Swap "indicate" for "mark" throughout the listing and reproduce all other text unchanged.

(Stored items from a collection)
┄┄┄┄┄┄┄┄┄┄

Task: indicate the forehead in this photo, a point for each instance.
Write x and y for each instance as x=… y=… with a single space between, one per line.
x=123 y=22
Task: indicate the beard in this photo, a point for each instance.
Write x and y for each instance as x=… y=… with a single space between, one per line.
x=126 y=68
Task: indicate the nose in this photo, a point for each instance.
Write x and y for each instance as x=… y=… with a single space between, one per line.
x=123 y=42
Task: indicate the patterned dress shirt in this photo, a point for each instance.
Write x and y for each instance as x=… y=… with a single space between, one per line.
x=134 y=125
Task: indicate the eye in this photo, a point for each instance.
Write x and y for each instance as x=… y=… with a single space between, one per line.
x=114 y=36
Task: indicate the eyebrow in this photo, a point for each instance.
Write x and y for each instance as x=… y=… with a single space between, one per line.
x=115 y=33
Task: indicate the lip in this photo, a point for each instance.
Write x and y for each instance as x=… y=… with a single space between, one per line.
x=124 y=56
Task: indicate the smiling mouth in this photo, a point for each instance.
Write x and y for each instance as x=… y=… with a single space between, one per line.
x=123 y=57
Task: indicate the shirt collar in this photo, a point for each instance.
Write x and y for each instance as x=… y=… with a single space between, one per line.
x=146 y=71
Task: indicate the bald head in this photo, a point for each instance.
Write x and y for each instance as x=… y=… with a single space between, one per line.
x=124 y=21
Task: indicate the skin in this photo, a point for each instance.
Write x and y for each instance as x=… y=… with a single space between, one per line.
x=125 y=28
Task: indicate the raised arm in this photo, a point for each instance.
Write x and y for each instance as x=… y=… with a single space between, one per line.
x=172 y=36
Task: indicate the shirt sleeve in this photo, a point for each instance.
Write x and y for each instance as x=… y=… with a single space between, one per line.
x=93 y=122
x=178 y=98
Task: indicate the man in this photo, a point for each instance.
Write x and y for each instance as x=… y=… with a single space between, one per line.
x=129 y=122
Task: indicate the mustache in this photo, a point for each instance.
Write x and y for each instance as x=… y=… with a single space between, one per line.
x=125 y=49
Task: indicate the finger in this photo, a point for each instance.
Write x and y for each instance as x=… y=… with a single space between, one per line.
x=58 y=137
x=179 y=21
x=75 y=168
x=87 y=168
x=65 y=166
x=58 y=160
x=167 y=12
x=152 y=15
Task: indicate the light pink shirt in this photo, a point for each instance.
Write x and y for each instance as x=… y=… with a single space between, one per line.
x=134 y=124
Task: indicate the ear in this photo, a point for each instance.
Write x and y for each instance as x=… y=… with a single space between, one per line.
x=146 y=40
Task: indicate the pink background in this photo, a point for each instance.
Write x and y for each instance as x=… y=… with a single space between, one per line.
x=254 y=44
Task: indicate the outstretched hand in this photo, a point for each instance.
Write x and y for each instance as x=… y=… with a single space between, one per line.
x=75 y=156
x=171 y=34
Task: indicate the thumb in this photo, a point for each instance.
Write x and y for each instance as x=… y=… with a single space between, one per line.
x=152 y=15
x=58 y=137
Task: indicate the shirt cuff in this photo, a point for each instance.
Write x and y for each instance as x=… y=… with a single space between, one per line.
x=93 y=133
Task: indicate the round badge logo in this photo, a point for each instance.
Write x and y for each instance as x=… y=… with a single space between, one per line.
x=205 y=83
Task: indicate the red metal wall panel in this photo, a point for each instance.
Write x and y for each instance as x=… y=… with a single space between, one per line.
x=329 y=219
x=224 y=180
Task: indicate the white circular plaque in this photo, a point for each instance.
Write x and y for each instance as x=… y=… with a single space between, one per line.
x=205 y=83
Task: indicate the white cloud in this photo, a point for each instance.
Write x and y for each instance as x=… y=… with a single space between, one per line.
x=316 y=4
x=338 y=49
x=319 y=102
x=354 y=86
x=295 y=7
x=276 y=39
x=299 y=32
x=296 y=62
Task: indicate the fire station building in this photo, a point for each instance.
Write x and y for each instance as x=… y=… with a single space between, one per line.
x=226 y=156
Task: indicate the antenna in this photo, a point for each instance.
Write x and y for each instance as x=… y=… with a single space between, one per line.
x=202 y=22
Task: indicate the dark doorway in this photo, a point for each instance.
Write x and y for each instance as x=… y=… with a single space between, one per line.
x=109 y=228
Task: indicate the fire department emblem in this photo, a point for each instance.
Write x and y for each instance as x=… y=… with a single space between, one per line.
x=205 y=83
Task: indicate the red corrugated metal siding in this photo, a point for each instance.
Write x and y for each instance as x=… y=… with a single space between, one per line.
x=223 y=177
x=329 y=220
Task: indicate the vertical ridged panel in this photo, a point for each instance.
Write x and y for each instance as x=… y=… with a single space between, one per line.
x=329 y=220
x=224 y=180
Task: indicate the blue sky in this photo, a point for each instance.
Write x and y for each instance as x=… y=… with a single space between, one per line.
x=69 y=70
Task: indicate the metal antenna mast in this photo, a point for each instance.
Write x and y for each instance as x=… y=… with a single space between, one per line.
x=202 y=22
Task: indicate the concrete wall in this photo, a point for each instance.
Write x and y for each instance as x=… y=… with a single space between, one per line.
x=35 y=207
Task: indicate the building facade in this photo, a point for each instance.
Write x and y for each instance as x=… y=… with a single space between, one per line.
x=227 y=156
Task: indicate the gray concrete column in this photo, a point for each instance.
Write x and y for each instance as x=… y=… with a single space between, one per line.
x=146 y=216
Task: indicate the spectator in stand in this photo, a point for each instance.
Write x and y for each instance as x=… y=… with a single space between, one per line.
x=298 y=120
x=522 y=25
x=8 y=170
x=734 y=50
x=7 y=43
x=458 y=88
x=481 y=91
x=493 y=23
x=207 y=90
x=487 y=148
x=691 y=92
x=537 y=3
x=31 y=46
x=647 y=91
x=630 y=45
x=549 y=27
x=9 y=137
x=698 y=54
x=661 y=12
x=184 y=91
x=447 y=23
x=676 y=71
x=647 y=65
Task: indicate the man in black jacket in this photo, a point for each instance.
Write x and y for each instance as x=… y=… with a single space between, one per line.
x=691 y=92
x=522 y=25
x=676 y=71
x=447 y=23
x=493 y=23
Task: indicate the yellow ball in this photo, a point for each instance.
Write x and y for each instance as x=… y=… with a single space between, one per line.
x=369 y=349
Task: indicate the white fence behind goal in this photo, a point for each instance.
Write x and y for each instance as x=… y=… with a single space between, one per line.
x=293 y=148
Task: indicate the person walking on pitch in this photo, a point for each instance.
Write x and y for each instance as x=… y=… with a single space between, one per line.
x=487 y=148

┄┄┄┄┄┄┄┄┄┄

**RESPONSE:**
Task: mark the forehead in this photo, a point for each instance.
Write x and y for each instance as x=… y=… with a single space between, one per line.
x=123 y=22
Task: mark the beard in this photo, a point for each instance.
Write x and y for each instance as x=… y=… with a single space between, one per line.
x=126 y=68
Task: mark the nose in this photo, a point for each instance.
Write x and y for each instance as x=… y=… with a single space between, one per line.
x=123 y=42
Task: mark the patterned dress shirt in this photo, a point for each instance.
Write x and y for each instance as x=… y=… with a single space between, one per line.
x=134 y=125
Task: mark the eye in this photo, a point for each instance.
Write x and y for each instance as x=… y=… with a single space between, one per line.
x=114 y=36
Task: mark the eyebrow in this photo, a point for each instance.
Write x and y for each instance as x=… y=… with a single space between, one per line.
x=115 y=33
Task: mark the lip in this photo, a point for each instance.
Write x and y for each instance as x=… y=… with a single space between, one per line.
x=124 y=56
Task: mark the smiling mouth in this photo, a point for each instance.
Write x and y for each instance as x=… y=… with a single space between, one per line.
x=123 y=57
Task: mark the shirt collar in this photo, a point for each instance.
Write x and y for each instance as x=… y=… with a single space between, one per line.
x=146 y=71
Task: mark the bald head in this photo, a point for each instance.
Write x and y for each instance as x=… y=… with a single space between, one per line.
x=124 y=21
Task: mark the skin in this photo, a point for each instance.
Write x and y for each instance as x=… y=… with a single space between, one per line.
x=125 y=28
Task: mark the raised arm in this photo, a point for each instance.
Write x and y for each instance as x=… y=… with a single space between, one per line.
x=172 y=36
Task: mark the shirt sleeve in this photo, a point for each instance.
Write x and y for each instance as x=… y=… with a single space between, one per line.
x=93 y=122
x=178 y=98
Task: mark the man in this photo, a point for each instance.
Write x and y for each instance as x=… y=… with a single space between, one per line.
x=129 y=122
Task: mark the mustache in this photo, a point for each instance.
Write x and y for each instance as x=… y=… with a single space between, one per line.
x=125 y=49
Task: mark the finger in this photo, a point for each instance.
Write x and y for each instance as x=… y=… with a single space between, one per line.
x=58 y=137
x=179 y=21
x=75 y=168
x=87 y=168
x=65 y=166
x=58 y=160
x=167 y=12
x=152 y=15
Task: mark the light pink shirt in this photo, a point for each instance.
Write x and y for each instance as x=… y=… with a single space between, one per line.
x=134 y=124
Task: mark the ear in this photo, a point for each instance.
Write x and y for each instance as x=… y=… with a single space between, one per line.
x=146 y=40
Task: mark the pink background in this photo, a point for each instance.
Write x and y for each instance as x=… y=… with a single space between, one per line.
x=254 y=44
Task: mark the outstretched hand in this photo, a point for each instance.
Write x and y for each instance as x=… y=… with a single space between, one per line.
x=75 y=156
x=171 y=34
Task: mark the thumb in this photo, a point for each instance.
Write x and y for each instance as x=… y=… with a single space between, one per line.
x=152 y=15
x=58 y=137
Task: mark the shirt cuff in this photo, a point for each instance.
Write x and y for each instance as x=… y=… with a single space between, one per line.
x=93 y=133
Task: mark the round badge logo in this photo, a point for each instance.
Write x and y for each instance as x=… y=… with a single space between, one per line.
x=205 y=83
Task: mark the red metal wall panel in this photo, a point for each instance.
Write x and y for each instance as x=… y=… with a single space between, one per line.
x=329 y=219
x=224 y=180
Task: mark the white circular plaque in this photo, a point for each instance.
Write x and y for each instance as x=… y=… with a single space between, one per line.
x=205 y=83
Task: mark the white cloud in this photo, a point for each instance.
Write x and y for each instance as x=… y=… with a single space between, one per line.
x=316 y=4
x=338 y=49
x=319 y=102
x=354 y=86
x=295 y=7
x=276 y=39
x=299 y=32
x=296 y=62
Task: mark the fire station building in this photo, a point for each instance.
Write x and y for each instance as x=… y=… with a single space between, one per line.
x=226 y=156
Task: mark the antenna in this photo, a point for each instance.
Write x and y for each instance as x=… y=… with a single space between, one per line.
x=202 y=22
Task: mark the dark doorway in this photo, a point for each instance.
Write x and y for each instance as x=… y=… with a single space between, one per line.
x=109 y=228
Task: mark the fire department emblem in this photo, a point for each instance.
Write x and y for each instance as x=… y=… with a single space between, one per line.
x=205 y=83
Task: mark the red corrugated metal siding in this photo, a point for each instance.
Write x and y for each instance as x=… y=… with a single space between, one per line.
x=223 y=177
x=329 y=220
Task: mark the vertical ridged panel in this photo, a point for each instance.
Write x and y for each instance as x=… y=… with a single space between, one per line.
x=329 y=220
x=224 y=180
Task: mark the blue sky in this photo, a point for each instance.
Write x and y for each instance as x=… y=… with a single space between, one per line.
x=69 y=70
Task: mark the metal antenna mast in this photo, a point for each instance.
Write x and y for each instance as x=… y=… with a single space between, one per line.
x=202 y=22
Task: mark the concrete wall in this photo, a point for each instance.
Write x and y for each instance as x=… y=… with a single space between, one per line.
x=35 y=207
Task: mark the building facade in this photo, a point for each instance.
Write x and y for each instance as x=… y=… with a single space between, one per line.
x=227 y=156
Task: mark the gray concrete column in this photo, a point for each instance.
Write x and y for each instance as x=… y=… with a single space between, one per line.
x=146 y=216
Task: mark the spectator in stand in this photo, a point for each instance.
Write x and y for each instance as x=… y=… with a single space between, one per line.
x=298 y=120
x=522 y=25
x=8 y=170
x=734 y=50
x=7 y=43
x=458 y=88
x=481 y=91
x=493 y=23
x=207 y=90
x=487 y=148
x=691 y=92
x=537 y=3
x=31 y=46
x=647 y=91
x=630 y=45
x=549 y=27
x=9 y=137
x=698 y=54
x=661 y=12
x=184 y=91
x=447 y=23
x=676 y=71
x=647 y=65
Task: mark the man in black jacket in this photo, a point for each instance.
Write x and y for each instance as x=… y=… with a single space between, one per line.
x=691 y=92
x=522 y=25
x=676 y=71
x=447 y=23
x=493 y=23
Task: mark the yellow ball in this photo, a point for each instance.
Write x and y for each instance as x=… y=… with a single space between, one per line.
x=369 y=349
Task: mark the white fence behind goal in this photo, a point for each instance.
Write x and y for each instance as x=… y=… with a single space between, one per line.
x=293 y=148
Task: mark the person walking on pitch in this photo, a point for each instance.
Write x and y for each instance as x=… y=… with a single space between, one per line.
x=487 y=148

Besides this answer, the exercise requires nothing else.